The J2SE SDK version 1.4.1 release includes two flavors of the VM -- a client-side offering, and a VM tuned for server applications. These two solutions share the Java HotSpot runtime environment code base, but use different compilers that are suited to the distinctly unique performance characteristics of clients and servers. These differences include the compilation inlining policy and heap defaults.

The J2SE SDK contains both of the these systems in the distribution, so developers can choose which system they want by specifying -client or -server.

Although the Server and the Client VMs are similar, the Server VM has been specially tuned to maximize peak operating speed. It is intended for executing long-running server applications, which need the fastest possible operating speed more than a fast start-up time or smaller runtime memory footprint.

The Client VM compiler serves as an upgrade for both the Classic VM and the just-in-time (JIT) compilers used by previous versions of the Java SDK. The Client VM offers improved run time performance for applications and applets. The Java HotSpot Client VM has been specially tuned to reduce application start-up time and memory footprint, making it particularly well suited for client environments. In general, the client system is better for GUIs.

The Client VM compiler does not try to execute many of the more complex optimizations performed by the compiler in the Server VM, but in exchange, it requires less time to analyze and compile a piece of code. This means the Client VM can start up faster and requires a smaller memory footprint.

Figure 2-2: The Java HotSpot Client VM, on the left, and the Java HotSpot Server VM, on the right, use a different compiler but otherwise interface to the same virtual machine, using the same garbage collection (GC) routine, interpreter, thread and lock subsystems, and so on.

The Server VM contains an advanced adaptive compiler that supports many of the same types of optimizations performed by optimizing C++ compilers, as well as some optimizations that cannot be done by traditional compilers, such as aggressive inlining across virtual method invocations. This is a competitive and performance advantage over static compilers. Adaptive optimization technology is very flexible in its approach, and typically outperforms even advanced static analysis and compilation techniques.

Both solutions deliver extremely reliable, secure, and maintainable environments to meet the demands of today's enterprise customers.

In previous versions of the Java virtual machine, such as the Classic VM, indirect handles are used to represent object references. While this makes relocating objects easier during garbage collection, it represents a significant performance bottleneck, because accesses to the instance variables of Java programming language objects require two levels of indirection.

In the Java HotSpot VM, no handles are used by Java code. Object references are implemented as direct pointers. This provides C-speed access to instance variables. When the object is relocated during memory reclamation, the garbage collector is responsible for finding and updating all references to the object in place.

#####

• _CHALLENGE_
In the passage on the Java HotSpot VMs, which options can developers specify to choose between the client and server systems? The rows come from a separate source, unrelated to the passage.

#####

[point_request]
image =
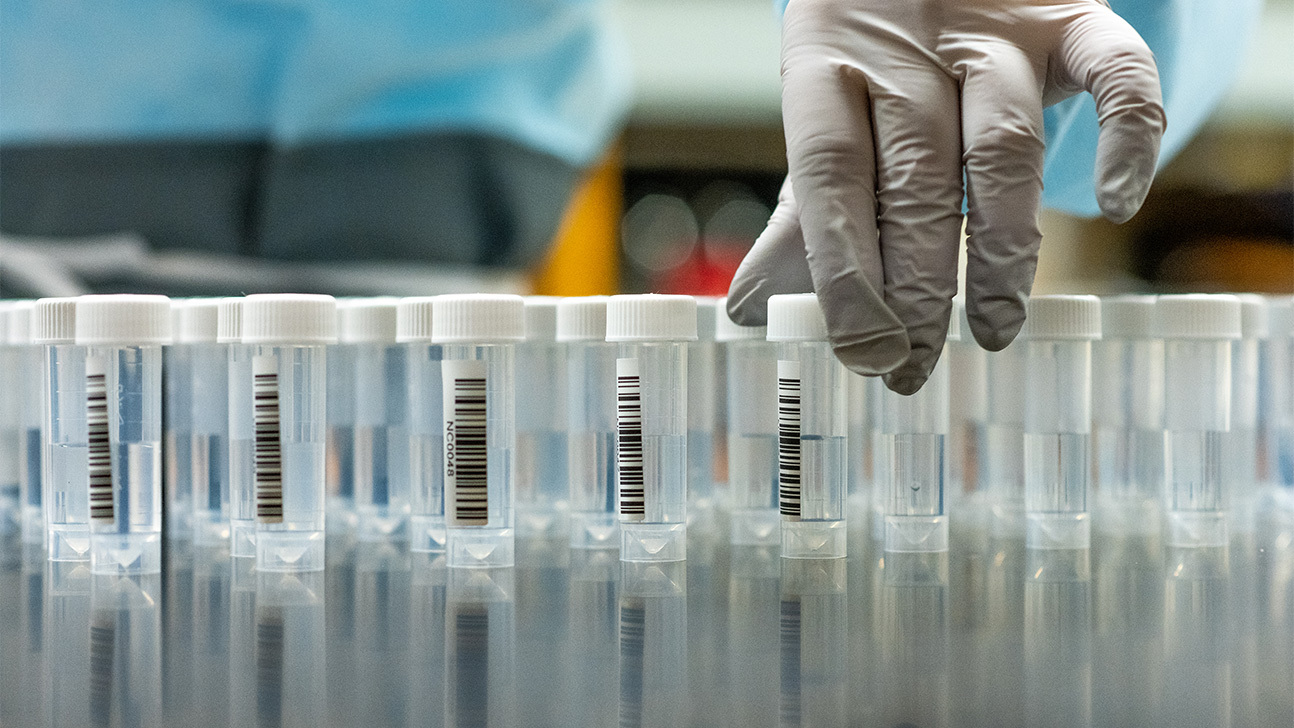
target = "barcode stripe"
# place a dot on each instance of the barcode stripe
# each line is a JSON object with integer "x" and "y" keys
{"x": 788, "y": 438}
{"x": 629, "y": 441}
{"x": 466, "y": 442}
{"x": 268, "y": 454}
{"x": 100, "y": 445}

#####

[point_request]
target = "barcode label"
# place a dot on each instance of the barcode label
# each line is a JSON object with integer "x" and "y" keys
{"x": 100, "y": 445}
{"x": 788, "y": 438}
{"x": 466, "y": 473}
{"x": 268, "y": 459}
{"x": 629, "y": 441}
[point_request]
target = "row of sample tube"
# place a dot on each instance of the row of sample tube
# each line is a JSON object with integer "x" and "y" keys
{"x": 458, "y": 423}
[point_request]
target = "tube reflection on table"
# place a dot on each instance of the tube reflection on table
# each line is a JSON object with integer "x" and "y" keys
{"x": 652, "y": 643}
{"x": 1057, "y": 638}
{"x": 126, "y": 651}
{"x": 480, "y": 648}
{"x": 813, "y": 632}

#####

• _WRITTEN REPLY_
-client or -server